Re: [PATCH v4 1/4] Introduce wholesame directory move detection in diffcore.

[Date Prev][Date Next][Thread Prev][Thread Next][Date Index][Thread Index]

 



Yann Dirson wrote:

> This feature tries to group together files moving from and to
> identical directories - the most common case being directory renames.

Intro for the uninitiated (e.g., me):

1. Entry point for the existing rename detection.

The entry point to diffcore's rename translator is diffcore_rename(),
which is used, naturally enough, by diffcore_std() if and only if
the detect_rename option is enabled.

2. Semantics of the existing rename detection.

When diffcore_std() is called, the caller has already queued up
a nice list of files to diff (see Documentation/technical/api-diff.txt).
The rename detection pass replaces the queue with a new list of
filepairs that reflects the detected renames, guided by the
detect_rename, rename_score, and rename_limit options.

-=-=-=-=-

§ Exercises
A: In the patch review on directory move detection, which function is the entry point to diffcore's rename translator?
B: Continue the patch review on directory move detection from where it stops.

§ Data excerpt
-=-=-=-=-

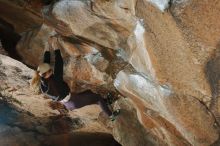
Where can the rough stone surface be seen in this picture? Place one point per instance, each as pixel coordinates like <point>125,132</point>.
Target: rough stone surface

-=-=-=-=-

§ Results
A: diffcore_rename()

B:
3. Implementation of the existing rename detection.

 I.   find rename candidates (all files, if detecting copies; added and
       deleted files, if not)
 II.  find exact renames and copies
 III. for each target file not accounted for yet, find the best 4
       candidate source files
 IV.  record rename winners, in order from most to least similar pair
 V.   record copy winners, in order from most to least similar pair
 VI.  queue up results

4. Data maintained by the existing rename detection.

 rename_dst, a list of rename candidates from step I, sorted by name
 For each rename dest candidate: a filespec and a filepair.

  filepair::one		source filespec
  filepair::two		destination filespec
  filepair::score	similarity score

 rename_src, a list of rename candidates from step I, sorted by name
 For each rename source candidate: a filespec and a score

  filespec::rename_used	number of filespecs it's paired against
			(to distinguish renames from copies)

> --- a/diff-lib.c
> +++ b/diff-lib.c
> @@ -208,7 +208,8 @@ int run_diff_files(struct rev_info *revs, unsigned int option)
>  						    ce_option, &dirty_submodule);
>  		if (!changed && !dirty_submodule) {
>  			ce_mark_uptodate(ce);
> -			if (!DIFF_OPT_TST(&revs->diffopt, FIND_COPIES_HARDER))
> +			if (!DIFF_OPT_TST(&revs->diffopt, FIND_COPIES_HARDER) &&
> +			    !DIFF_OPT_TST(&revs->diffopt, DETECT_DIR_RENAMES))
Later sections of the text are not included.